▶ _What you need to do_
**A)** In the reader reviews of the novel Rolling Thunder, how many combat hours does the reviewer who served two tours in SEA report?
**B)** Pick up the reader reviews of the novel Rolling Thunder after their final sentence and write what comes next.

▶ _Excerpt provided_
==*==

Anonymous More than 1 year ago
I flew in Viet Nam from 1966 to 1968 and from Thailand from 1973 to 1974. Mark's story took me back to the Tan Son Nhut Officers' Club and then to many of the myriad small bases in country. His familiarity with and use of the slang, acronyms, and crazy antics brought it all back to me. As for the reviewers who objected to the language and the almost total absence of questioning authority; there can be no explanation. Sorry gents, you just had to be there to understand. We were young warriors who lived a few days at a time. After 20+ years in the Air Force, two tours in SEA, over 6000 flight hours and nearly 800 combat hours, I can only thank Mark for making my pulse race again after these many years.....
Anonymous More than 1 year ago
Grew up in the 60's wow what a read,,,,, if profanity was a problem for you, please make it real....if you don't want reality, read the bible. I was a stew for AA in 1967, and brought THOUSANDS OF CASKETS Home via Travis . When will we learn to let the military experts run the war and not bean counters????
Guest More than 1 year ago
I read the story Rolling Thunder by Mark Berent. There were many positives to this story, but there were also a few negatives in the book.One positive to the book is it had a great storyline all throughout the book.I also liked that it was a longer fiction book that kept my interest from the turn of page one to the very end of the book. The negative that most clearly I did'nt like was the profanity that the book showed. There are three major characters in this book, Lieutenat Toby Parker and Captain Bannister both USAf pilots, and Major Lochert, a Special Forces member. This book is different from most fiction books I have read because it is written by a former USAF pilot who served in this war. I learned one important thing about this war ,it really wasn't fought by the soldiers in the field it was fought by high ranking civillian officials behind desks.

==*==

(Rows from a segmentation dataset)
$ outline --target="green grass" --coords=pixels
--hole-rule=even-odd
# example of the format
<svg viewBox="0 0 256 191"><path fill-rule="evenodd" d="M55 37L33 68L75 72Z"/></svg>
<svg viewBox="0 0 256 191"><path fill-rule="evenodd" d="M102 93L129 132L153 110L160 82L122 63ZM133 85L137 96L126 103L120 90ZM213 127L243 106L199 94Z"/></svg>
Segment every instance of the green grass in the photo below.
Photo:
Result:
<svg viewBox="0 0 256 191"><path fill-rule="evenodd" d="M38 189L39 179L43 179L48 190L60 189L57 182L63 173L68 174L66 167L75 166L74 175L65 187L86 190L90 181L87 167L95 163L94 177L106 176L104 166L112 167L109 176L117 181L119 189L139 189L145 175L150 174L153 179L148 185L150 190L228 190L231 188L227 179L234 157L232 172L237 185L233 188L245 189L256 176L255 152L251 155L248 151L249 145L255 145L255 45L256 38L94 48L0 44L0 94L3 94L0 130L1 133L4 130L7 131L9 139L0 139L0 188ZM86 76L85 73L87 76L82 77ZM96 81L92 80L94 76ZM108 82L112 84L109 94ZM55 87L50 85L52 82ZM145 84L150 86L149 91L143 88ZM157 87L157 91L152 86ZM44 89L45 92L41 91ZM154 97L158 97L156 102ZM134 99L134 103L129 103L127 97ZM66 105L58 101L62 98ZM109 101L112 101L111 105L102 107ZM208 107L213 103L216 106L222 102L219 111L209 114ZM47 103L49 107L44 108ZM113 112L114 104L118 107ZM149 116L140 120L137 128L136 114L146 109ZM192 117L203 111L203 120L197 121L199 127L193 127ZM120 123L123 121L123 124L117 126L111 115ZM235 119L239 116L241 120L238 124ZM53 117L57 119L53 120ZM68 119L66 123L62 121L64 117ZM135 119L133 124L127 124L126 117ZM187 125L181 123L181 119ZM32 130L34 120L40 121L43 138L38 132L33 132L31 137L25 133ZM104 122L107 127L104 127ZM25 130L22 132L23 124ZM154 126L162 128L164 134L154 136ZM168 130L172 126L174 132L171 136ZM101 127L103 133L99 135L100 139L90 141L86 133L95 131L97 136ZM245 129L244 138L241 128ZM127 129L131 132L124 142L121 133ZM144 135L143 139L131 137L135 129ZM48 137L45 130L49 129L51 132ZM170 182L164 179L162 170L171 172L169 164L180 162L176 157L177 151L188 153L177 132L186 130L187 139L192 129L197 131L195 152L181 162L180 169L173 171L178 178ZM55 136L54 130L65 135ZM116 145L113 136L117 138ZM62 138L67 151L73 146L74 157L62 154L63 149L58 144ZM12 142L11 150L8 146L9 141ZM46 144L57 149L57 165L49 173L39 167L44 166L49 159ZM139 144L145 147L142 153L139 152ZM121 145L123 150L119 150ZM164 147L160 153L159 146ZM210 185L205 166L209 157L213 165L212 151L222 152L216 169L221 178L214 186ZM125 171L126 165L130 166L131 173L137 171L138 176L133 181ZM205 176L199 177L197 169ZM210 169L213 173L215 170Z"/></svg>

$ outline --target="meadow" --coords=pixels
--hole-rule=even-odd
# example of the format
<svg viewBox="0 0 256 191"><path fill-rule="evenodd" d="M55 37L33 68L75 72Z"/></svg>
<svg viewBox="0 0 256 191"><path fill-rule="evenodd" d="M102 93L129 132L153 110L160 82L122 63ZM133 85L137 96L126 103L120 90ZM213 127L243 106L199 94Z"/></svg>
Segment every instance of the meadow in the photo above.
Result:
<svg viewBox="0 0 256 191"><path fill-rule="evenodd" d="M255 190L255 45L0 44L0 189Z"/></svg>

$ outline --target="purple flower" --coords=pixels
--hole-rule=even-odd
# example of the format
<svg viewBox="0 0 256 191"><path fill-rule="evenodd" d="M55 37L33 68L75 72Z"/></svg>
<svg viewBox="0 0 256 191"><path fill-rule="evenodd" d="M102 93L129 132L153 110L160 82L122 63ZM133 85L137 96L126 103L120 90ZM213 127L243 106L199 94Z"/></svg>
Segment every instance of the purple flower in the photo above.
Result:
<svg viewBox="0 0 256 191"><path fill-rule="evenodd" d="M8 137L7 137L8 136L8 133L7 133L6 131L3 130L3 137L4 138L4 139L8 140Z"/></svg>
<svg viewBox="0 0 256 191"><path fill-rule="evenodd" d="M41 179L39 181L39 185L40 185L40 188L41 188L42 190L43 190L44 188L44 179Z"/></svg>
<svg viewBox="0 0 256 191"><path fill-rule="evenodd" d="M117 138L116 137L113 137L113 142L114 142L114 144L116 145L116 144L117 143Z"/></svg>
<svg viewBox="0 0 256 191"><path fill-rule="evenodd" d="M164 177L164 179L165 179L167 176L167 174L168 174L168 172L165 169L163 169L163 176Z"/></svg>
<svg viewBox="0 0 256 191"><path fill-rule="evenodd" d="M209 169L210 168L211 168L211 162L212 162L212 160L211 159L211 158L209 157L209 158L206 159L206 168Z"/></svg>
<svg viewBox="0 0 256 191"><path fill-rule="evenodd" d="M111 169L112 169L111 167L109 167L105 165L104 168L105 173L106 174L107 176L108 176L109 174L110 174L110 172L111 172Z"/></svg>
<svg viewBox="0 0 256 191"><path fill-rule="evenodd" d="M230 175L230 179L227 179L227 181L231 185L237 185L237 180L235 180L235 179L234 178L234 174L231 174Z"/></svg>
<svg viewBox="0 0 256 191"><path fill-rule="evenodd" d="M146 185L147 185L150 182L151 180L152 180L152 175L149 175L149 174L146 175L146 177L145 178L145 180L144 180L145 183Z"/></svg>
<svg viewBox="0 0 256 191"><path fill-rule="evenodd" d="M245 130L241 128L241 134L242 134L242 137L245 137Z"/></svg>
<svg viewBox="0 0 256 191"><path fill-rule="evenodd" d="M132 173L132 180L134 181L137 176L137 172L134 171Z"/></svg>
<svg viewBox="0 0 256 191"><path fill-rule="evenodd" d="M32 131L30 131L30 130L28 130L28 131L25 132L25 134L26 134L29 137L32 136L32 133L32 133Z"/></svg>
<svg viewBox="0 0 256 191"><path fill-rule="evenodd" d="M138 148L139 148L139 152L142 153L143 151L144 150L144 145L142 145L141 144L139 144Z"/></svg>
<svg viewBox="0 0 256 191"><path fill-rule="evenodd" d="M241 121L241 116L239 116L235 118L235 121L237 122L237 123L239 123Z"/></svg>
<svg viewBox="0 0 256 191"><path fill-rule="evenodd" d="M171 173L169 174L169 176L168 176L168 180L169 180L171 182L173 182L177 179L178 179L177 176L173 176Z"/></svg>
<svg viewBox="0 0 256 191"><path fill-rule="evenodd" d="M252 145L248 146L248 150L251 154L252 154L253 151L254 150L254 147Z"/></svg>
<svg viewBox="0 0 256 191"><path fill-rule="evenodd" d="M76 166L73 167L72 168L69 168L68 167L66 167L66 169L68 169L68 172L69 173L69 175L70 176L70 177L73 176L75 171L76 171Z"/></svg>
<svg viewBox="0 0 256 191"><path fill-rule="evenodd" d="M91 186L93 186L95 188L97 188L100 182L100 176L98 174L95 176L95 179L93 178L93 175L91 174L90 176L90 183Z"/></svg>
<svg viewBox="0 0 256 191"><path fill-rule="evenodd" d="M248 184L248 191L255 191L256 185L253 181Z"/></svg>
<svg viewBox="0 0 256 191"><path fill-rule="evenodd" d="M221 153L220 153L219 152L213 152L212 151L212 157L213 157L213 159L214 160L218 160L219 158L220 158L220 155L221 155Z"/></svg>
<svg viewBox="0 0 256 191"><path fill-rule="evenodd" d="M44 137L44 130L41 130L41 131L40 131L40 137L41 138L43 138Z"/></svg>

==*==

▶ _Solved tasks_
**A)** Nearly 800 combat hours.

**B)**
Anonymous More than 1 year ago
The author writes about what was REALLY join on back then. I lived it too and the narrative gave me some relief that I wasn't the only one who felt betrayed by our elected officials and those in certain commands.
Anonymous More than 1 year ago
As an Air Force Vietnam vet and former Braniff pilot, this book brings back a war that never should have been as seen through the eyes of the men and women who were there. We were supposed to learn a lesson from it but never did.
Anonymous More than 1 year ago
It opened my eyes about the Vietnam War. Read all the other books on the Vietnam War by Mark Berent. They were so good.
wellred1 More than 1 year ago
I thoroughly enjoyed this book. The war in Vietnam was not something I knew much about, and this book didn't detail the ground troops war but was told from the viewpoint of the air war. It was a story told primarily about one tireless pilot and his triumphs and disappointments. It kept me reading late into the night because I didn't want to put it down!
DON40 More than 1 year ago
keeps you on the edge of your seat. I am enjoying this book
Anonymous More than 1 year ago
This well written tail of the Viet Nam era conflict is hard to put down.
Anonymous More than 1 year ago
Mark's writing style is very much like Tom Clancy's. The multiple plot's hold your interest. I'm Now reading Phantom Leader by Berent as well !! - which continues the stories of the key characters.
Anonymous More than 1 year ago
I really enjoyed this book. I found it to be an easy read. My favorite part of this book was during the dogfight with the MIG 19s. I found myself rereadind this part over again because it read like a movie streaming throught my mind. A very well written story. I could see that this is a storyteller's story. Thank you Mark Berent :-)
Anonymous More than 1 year ago
This book finally gave me some insight into why we could'nt and didn't win. Great story telling from the other side. Sorry we didn't know you were shackled by our Commander and Chief. Shame on him and his spineless supporteomrs.
Anonymous More than 1 year ago
Not bad for a flyboy
Anonymous More than 1 year ago
Start of a great series. Fun look back at a not fun time.
Anonymous More than 1 year ago
I am not usually a reader on History. But, the writer brings the characters to life and gives them heart and soul. I cannot wait to get the next book to see how the characters survive after the Vietnam War and their personal tragedies. I can feel the thunder of the jets, the highs and lows of everyone - this is a must read.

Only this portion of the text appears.